- _BRIEF_
Line by line, transcribe the listing below without omission.

- _MATERIAL FOR THIS EXERCISE_
--------------------------------
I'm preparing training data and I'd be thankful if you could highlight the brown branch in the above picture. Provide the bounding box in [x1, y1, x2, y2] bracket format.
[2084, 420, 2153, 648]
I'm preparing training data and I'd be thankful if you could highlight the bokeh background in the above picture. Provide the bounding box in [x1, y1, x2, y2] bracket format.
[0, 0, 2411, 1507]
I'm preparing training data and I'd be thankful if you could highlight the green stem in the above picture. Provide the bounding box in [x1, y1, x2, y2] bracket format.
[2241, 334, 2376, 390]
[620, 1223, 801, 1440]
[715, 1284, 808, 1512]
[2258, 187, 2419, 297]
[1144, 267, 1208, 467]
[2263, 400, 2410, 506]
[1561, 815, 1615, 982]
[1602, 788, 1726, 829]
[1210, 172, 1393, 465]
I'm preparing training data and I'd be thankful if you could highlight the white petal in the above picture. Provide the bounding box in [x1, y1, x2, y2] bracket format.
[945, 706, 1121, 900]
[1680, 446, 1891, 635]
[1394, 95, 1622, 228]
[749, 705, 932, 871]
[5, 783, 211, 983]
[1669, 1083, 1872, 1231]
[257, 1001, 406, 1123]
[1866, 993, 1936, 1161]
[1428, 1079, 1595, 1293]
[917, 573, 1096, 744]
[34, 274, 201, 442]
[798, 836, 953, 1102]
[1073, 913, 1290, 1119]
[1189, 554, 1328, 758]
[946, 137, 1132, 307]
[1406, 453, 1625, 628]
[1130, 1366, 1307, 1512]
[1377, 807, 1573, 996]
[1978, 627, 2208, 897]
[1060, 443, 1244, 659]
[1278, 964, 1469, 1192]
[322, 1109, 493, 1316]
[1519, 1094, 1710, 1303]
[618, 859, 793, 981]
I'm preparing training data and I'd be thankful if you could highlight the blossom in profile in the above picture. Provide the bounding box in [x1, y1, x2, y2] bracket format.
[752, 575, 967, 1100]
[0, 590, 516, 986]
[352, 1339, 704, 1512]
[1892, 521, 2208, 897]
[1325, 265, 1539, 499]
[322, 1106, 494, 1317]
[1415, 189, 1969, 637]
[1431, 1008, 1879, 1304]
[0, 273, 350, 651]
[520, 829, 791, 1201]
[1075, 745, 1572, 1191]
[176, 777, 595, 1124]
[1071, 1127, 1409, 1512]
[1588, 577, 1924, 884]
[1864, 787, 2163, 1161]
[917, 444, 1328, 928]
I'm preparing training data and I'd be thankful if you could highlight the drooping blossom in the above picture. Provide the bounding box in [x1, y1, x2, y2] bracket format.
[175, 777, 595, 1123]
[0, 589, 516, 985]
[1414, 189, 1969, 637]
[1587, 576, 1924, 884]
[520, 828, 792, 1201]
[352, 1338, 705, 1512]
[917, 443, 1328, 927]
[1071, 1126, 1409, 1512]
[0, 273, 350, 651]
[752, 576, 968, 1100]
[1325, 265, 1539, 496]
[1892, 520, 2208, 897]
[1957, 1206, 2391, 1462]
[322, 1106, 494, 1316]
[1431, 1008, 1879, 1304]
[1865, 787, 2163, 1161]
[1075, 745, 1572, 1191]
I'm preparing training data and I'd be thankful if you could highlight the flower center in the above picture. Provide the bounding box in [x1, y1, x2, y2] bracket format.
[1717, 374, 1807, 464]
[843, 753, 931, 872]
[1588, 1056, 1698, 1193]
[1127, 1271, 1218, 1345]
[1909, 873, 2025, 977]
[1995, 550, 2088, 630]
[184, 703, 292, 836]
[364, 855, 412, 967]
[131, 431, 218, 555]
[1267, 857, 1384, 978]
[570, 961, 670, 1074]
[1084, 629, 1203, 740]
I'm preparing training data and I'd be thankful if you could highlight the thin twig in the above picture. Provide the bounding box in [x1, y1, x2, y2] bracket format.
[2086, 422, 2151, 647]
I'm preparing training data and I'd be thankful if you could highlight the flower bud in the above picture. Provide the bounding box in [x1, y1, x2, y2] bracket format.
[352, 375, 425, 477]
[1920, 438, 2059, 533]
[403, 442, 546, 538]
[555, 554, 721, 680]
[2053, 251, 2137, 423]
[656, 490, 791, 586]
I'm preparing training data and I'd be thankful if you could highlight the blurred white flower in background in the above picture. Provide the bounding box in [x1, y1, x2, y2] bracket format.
--------------------------------
- _SOLUTION FOR THIS TASK_
I'm preparing training data and I'd be thankful if you could highlight the brown branch in the above picture. Provide the bounding box in [x1, y1, x2, y2] bracket format.
[2084, 420, 2153, 648]
I'm preparing training data and I'd be thankful if you could highlight the bokeh background in the above picture. Provide the bounding box in [x1, y1, x2, y2] bracket format.
[0, 0, 2411, 1507]
I'm preparing training data and I'd be thankful if you could highlight the green stem in the above picture. Provide the bounding box in [x1, y1, x2, y2] bracket format.
[2241, 334, 2376, 390]
[620, 1223, 801, 1440]
[715, 1284, 808, 1512]
[2258, 187, 2419, 297]
[1144, 267, 1208, 467]
[2263, 400, 2410, 506]
[1561, 815, 1615, 982]
[1602, 788, 1726, 829]
[1210, 172, 1393, 465]
I'm preparing training data and I'd be thankful if you could highlight the white petal in the above picture. Provide the bounding box in [x1, y1, x2, y2] bracket format.
[945, 706, 1121, 900]
[1680, 446, 1891, 635]
[1394, 95, 1622, 228]
[749, 705, 932, 871]
[5, 783, 211, 983]
[1669, 1083, 1872, 1231]
[257, 1001, 406, 1123]
[1866, 993, 1936, 1161]
[1428, 1079, 1595, 1293]
[917, 573, 1096, 744]
[34, 274, 201, 442]
[798, 836, 953, 1102]
[1073, 913, 1290, 1119]
[1189, 554, 1328, 758]
[946, 137, 1132, 307]
[1406, 453, 1625, 628]
[1130, 1366, 1307, 1512]
[1377, 807, 1573, 996]
[1978, 627, 2208, 897]
[1060, 443, 1244, 659]
[1278, 964, 1469, 1192]
[322, 1109, 493, 1316]
[1519, 1094, 1710, 1303]
[618, 859, 793, 981]
I'm preparing training data and I'd be thankful if you could highlight the blossom in profile in the above picture. Provide the bounding box in [x1, y1, x2, y2] bracket format.
[752, 575, 967, 1100]
[0, 590, 516, 986]
[352, 1339, 704, 1512]
[1892, 521, 2208, 897]
[1325, 265, 1539, 499]
[322, 1106, 494, 1317]
[1415, 189, 1969, 637]
[1431, 1008, 1879, 1304]
[0, 273, 350, 651]
[520, 829, 791, 1201]
[1075, 745, 1572, 1191]
[176, 777, 595, 1124]
[1071, 1127, 1409, 1512]
[1588, 577, 1924, 884]
[1864, 787, 2163, 1161]
[917, 444, 1328, 928]
I'm preparing training data and I'd be thankful if you could highlight the drooping blossom in the above picture. Provide the bounding box in [x1, y1, x2, y2] bracket format.
[175, 777, 595, 1123]
[0, 589, 516, 985]
[1414, 189, 1969, 637]
[1587, 576, 1924, 884]
[520, 828, 792, 1201]
[352, 1338, 705, 1512]
[917, 443, 1328, 927]
[1071, 1126, 1409, 1512]
[0, 273, 350, 651]
[752, 576, 968, 1100]
[1325, 265, 1539, 496]
[1892, 520, 2208, 897]
[1957, 1206, 2391, 1462]
[322, 1106, 494, 1316]
[1431, 1008, 1879, 1304]
[1865, 787, 2163, 1161]
[1075, 745, 1572, 1191]
I'm preparing training data and I'd be thankful if you could highlight the flower center in the above picture. Provide the bounding box in [x1, y1, x2, y2] bracket format.
[1717, 374, 1807, 464]
[843, 753, 931, 872]
[1588, 1056, 1698, 1193]
[1127, 1271, 1218, 1345]
[1909, 873, 2025, 977]
[1995, 550, 2088, 630]
[184, 703, 292, 836]
[364, 855, 412, 967]
[131, 431, 218, 555]
[1267, 857, 1384, 978]
[570, 961, 670, 1074]
[1084, 629, 1203, 740]
I'm preparing training data and I'd be thankful if you could highlight the thin twig in the above picture. Provide the bounding box in [x1, y1, x2, y2] bracket format.
[2086, 422, 2151, 647]
I'm preparing training data and I'd be thankful if you could highlight the flower bud in the above picture. Provide the bounding box in [x1, y1, x2, y2] bracket format.
[352, 375, 425, 477]
[1920, 438, 2059, 533]
[403, 442, 546, 538]
[555, 554, 721, 680]
[2053, 251, 2137, 423]
[656, 490, 791, 586]
I'm preparing training data and I'd be thankful if you could highlight the blurred white flower in background in the above picture. Provide the bounding box in [x1, y1, x2, y2] bracket format.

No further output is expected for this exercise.